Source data
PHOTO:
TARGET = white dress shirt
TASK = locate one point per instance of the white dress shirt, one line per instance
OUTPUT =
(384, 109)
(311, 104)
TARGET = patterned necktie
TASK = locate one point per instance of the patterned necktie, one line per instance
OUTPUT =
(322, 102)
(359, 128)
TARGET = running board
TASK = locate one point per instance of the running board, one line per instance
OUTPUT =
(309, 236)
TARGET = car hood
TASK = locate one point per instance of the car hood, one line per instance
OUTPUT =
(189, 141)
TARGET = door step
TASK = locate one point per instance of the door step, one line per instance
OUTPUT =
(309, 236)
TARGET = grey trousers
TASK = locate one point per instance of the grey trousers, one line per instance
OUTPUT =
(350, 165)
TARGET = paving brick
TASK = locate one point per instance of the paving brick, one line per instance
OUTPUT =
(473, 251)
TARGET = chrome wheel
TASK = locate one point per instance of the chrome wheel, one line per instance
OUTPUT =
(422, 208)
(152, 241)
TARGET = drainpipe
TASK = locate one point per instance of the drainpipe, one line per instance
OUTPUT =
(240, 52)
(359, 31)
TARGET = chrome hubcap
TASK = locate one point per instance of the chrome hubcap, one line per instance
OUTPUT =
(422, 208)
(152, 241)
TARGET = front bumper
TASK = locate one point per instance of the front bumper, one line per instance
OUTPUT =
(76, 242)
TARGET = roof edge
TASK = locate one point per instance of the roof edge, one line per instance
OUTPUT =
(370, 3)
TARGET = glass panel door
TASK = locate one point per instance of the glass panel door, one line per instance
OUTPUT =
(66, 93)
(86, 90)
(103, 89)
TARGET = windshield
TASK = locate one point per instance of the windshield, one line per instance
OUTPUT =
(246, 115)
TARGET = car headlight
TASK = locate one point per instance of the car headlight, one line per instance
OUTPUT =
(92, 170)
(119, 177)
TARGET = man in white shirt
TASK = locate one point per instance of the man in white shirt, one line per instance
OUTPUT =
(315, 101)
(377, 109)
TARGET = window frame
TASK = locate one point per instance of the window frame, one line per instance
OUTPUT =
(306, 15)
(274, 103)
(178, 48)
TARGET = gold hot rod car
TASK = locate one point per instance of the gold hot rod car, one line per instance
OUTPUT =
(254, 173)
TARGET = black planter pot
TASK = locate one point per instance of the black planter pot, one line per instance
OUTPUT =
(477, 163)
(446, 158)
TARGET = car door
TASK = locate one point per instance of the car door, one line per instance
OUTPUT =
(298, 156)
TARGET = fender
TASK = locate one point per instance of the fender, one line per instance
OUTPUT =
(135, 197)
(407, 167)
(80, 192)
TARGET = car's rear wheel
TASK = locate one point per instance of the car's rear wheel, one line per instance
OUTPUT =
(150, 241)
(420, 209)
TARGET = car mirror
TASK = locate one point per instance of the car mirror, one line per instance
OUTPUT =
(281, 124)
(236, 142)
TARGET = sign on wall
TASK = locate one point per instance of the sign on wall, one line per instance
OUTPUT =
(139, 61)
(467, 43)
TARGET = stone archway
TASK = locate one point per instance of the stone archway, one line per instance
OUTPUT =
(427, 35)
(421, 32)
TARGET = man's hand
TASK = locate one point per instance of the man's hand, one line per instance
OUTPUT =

● WORK TO BE COMPLETED: The data above should be output exactly, with each line intact.

● TASK SOLUTION:
PHOTO:
TARGET = white dress shirt
TASK = locate one point per instance of the white dress shirt, one line per instance
OUTPUT =
(384, 109)
(311, 104)
TARGET = patterned necktie
TASK = locate one point per instance of the patterned necktie, one line per instance
OUTPUT =
(322, 102)
(359, 128)
TARGET = running board
TASK = locate one point per instance of the running board, one line per instance
OUTPUT =
(309, 236)
TARGET = car hood
TASK = locate one point per instance of the car hood, one line per instance
OUTPUT =
(189, 141)
TARGET = door step
TASK = locate one point per instance of the door step, one line per instance
OUTPUT =
(309, 236)
TARGET = grey trousers
TASK = locate one point per instance of the grey trousers, one line per instance
OUTPUT =
(350, 165)
TARGET = paving brick
TASK = locate one point per instance of the paving brick, one line per instance
OUTPUT =
(473, 251)
TARGET = chrome wheel
TASK = locate one point per instance of the chrome wheel, one line per instance
OUTPUT =
(422, 208)
(152, 241)
TARGET = drainpipe
TASK = locate one point per instance of the drainpipe, one line per instance
OUTPUT =
(240, 52)
(359, 31)
TARGET = chrome hubcap
TASK = locate one point per instance of the chrome hubcap, one line per instance
OUTPUT =
(422, 208)
(152, 241)
TARGET = front bumper
TASK = locate one point per instance of the front bumper, one line per instance
OUTPUT =
(76, 242)
TARGET = roof edge
TASK = locate one point per instance of the roof edge, one line per instance
OUTPUT =
(370, 3)
TARGET = glass panel door
TASK = locate one point per instance of the glass panel door, one line per instance
OUTPUT =
(66, 93)
(86, 90)
(103, 89)
TARGET = windshield
TASK = locate one point per instance of the windshield, one line per instance
OUTPUT =
(246, 115)
TARGET = car headlight
TASK = locate one point per instance of the car headlight, one line per instance
OUTPUT =
(92, 170)
(119, 177)
TARGET = man in white shirt
TASK = locate one point per instance of the man in white shirt, one line per instance
OUTPUT =
(315, 101)
(377, 109)
TARGET = window frame
TASK = locate one point per instance of the window frame, one line per instance
OUTPUT =
(306, 15)
(274, 103)
(178, 48)
TARGET = gold hot rod car
TASK = locate one point per instance of the gold hot rod car, one line per instance
OUTPUT =
(254, 173)
TARGET = black planter pot
TASK = locate one point per instance of the black planter pot, one line per instance
OUTPUT =
(477, 163)
(446, 158)
TARGET = car door
TASK = locate one point per instance of the car door, one line per instance
OUTPUT =
(298, 156)
TARGET = fender
TASK = locate one point per instance of the fender, one line per instance
OUTPUT =
(135, 197)
(407, 167)
(80, 192)
TARGET = car's rear wheel
TASK = locate one point per instance of the car's rear wheel, one line per instance
OUTPUT =
(150, 241)
(420, 209)
TARGET = car mirror
TASK = locate one point per instance of the car mirror, one line per instance
OUTPUT =
(281, 124)
(236, 142)
TARGET = sign on wall
TASK = locate one point per instance of the sign on wall, one line per instance
OUTPUT =
(139, 61)
(467, 43)
TARGET = stone archway
TASK = locate one point per instance of the stone archway, one line per instance
OUTPUT =
(427, 35)
(421, 32)
TARGET = man's hand
TASK = locate one point per instance of the man's hand, one line per instance
OUTPUT =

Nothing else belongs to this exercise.